======== Text block ========

Honey Miso Salmon Steaks find a home on a bed of nutty soba noodles dressed in a wasabi-spiked tahini dressing and topped with ribbons of pickled ginger, matchsticks of radish and chunks of creamy avocado. And if that weren't enough, blistered shishito peppers were invited to the party.
Prep Time 20 mins
Cook Time 15 mins
Course Main Course, Salad
Cuisine Japanese
Servings 4

Ingredients
  

Tahini Soba Salad

  • 300g (10oz) dried soba noodles
  • 2 cloves garlic minced
  • 1 tbsp tahini
  • 1 tsp wasabi
  • 1 tbsp honey
  • 3 tbsp soy sauce
  • 1 lime juiced
  • 2 tbsp neutral oil I used canola
  • 1 tbsp sesame oil
  • 6 radishes julienne
  • 3 scallions thinly sliced
  • 2 tbsp pickled ginger chiffonade
  • 1 tbsp toasted sesame seeds
  • 1 tbsp black sesame seeds

Honey Miso Salmon

  • 4 salmon steaks at least 1 ½ inch thick
  • 2 tsp white miso
  • 1 tbsp honey
  • 1 tbsp soy sauce
  • 1 lime juiced, divided
  • 2 tbsp olive oil
  • 227g (8oz) shishito peppers
  • 1 batch Tahini Soba Salad see above
  • 1 avocado
  • 2 radishes julienned
  • 2 scallions thinly sliced
  • toasted sesame seeds for sprinkling
  • black sesame seeds for sprinkling

Instructions
 

For the Tahini Soba Salad

  • Place a large pot of water over high heat and bring to a boil. Add the noodles and cook until al dente, about 5-7 minutes. Drain and rinse under cold water. Set aside.

======== Record excerpts ========

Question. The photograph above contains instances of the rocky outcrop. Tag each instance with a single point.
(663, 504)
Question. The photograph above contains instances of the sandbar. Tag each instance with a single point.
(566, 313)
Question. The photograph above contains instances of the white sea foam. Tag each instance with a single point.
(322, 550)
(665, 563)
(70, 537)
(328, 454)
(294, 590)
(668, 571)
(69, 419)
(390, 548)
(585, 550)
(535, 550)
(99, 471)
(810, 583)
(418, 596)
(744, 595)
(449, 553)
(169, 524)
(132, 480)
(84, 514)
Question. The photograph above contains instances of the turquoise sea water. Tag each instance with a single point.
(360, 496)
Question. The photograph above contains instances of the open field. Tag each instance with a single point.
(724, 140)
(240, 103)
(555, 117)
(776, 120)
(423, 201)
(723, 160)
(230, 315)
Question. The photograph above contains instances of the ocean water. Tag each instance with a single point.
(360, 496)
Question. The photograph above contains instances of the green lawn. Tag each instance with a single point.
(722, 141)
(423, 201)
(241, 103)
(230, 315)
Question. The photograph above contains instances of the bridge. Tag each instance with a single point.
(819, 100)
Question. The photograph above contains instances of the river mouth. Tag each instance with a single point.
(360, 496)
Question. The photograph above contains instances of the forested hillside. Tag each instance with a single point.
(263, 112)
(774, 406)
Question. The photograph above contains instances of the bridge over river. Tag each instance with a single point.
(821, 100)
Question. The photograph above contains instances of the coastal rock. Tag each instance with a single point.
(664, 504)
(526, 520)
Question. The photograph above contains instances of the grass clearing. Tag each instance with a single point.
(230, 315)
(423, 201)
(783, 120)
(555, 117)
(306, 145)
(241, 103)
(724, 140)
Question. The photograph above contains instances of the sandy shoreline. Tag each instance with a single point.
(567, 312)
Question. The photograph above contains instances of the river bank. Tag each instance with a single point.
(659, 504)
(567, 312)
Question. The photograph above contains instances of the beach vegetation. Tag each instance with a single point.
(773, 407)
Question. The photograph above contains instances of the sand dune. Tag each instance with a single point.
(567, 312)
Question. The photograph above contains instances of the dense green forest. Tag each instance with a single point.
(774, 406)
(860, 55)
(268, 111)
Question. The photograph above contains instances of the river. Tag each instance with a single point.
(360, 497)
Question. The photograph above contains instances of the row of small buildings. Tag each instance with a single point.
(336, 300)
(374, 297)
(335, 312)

========

To do:
1: Reproduce the part of the salmon recipe starting with "Honey Miso Salmon Steaks" and going on through "to the party.".
2: Put this sentence from the salmon recipe into French: "Add the noodles and cook until al dente, about 5-7 minutes."
3: Take the honey miso salmon recipe further, starting right after its last instruction step.

Task responses:
1:
Honey Miso Salmon Steaks find a home on a bed of nutty soba noodles dressed in a wasabi-spiked tahini dressing and topped with ribbons of pickled ginger, matchsticks of radish and chunks of creamy avocado. And if that weren't enough, blistered shishito peppers were invited to the party.

2: Ajoutez les nouilles et faites-les cuire al dente, environ 5 à 7 minutes.

3:
  • While the noodles are cooking, make the dressing. Place the garlic, tahini, honey, and wasabi in a medium-sized bowl and whisk to form a paste. While whisking constantly, stream in the soy sauce, lime juice, neutral oil, and sesame oil. Set aside.
  • Place the noodles in a large bowl and add the radish, pickled ginger, scallions, and sesame seeds. Pour the dressing over the noodles and toss to coat. Refrigerate until ready to serve.

For the Honey Miso Salmon

  • Pat the salmon steaks dry with paper towel. Place the steaks on a large platter and season on both sides with salt and pepper. Set aside.
  • In a small bowl whisk to combine the miso, honey, soy sauce, and half of the lime juice. Set aside.
  • Heat the olive oil in a large cast-iron skillet over medium-high heat until shimmering. Add the shishito peppers and saute until well blistered, about a minute or two per side. Transfer the peppers to a plate and sprinkle with salt and drizzle with the remaining lime juice. Place the plate in a 150°F oven until ready to serve.
  • Return the skillet to the heat and add more oil if necessary. Once the skillet is quite hot add the salmon steaks. Sear the steaks for roughly 3-5 minutes a side depending on their thickness and the heat of your stovetop.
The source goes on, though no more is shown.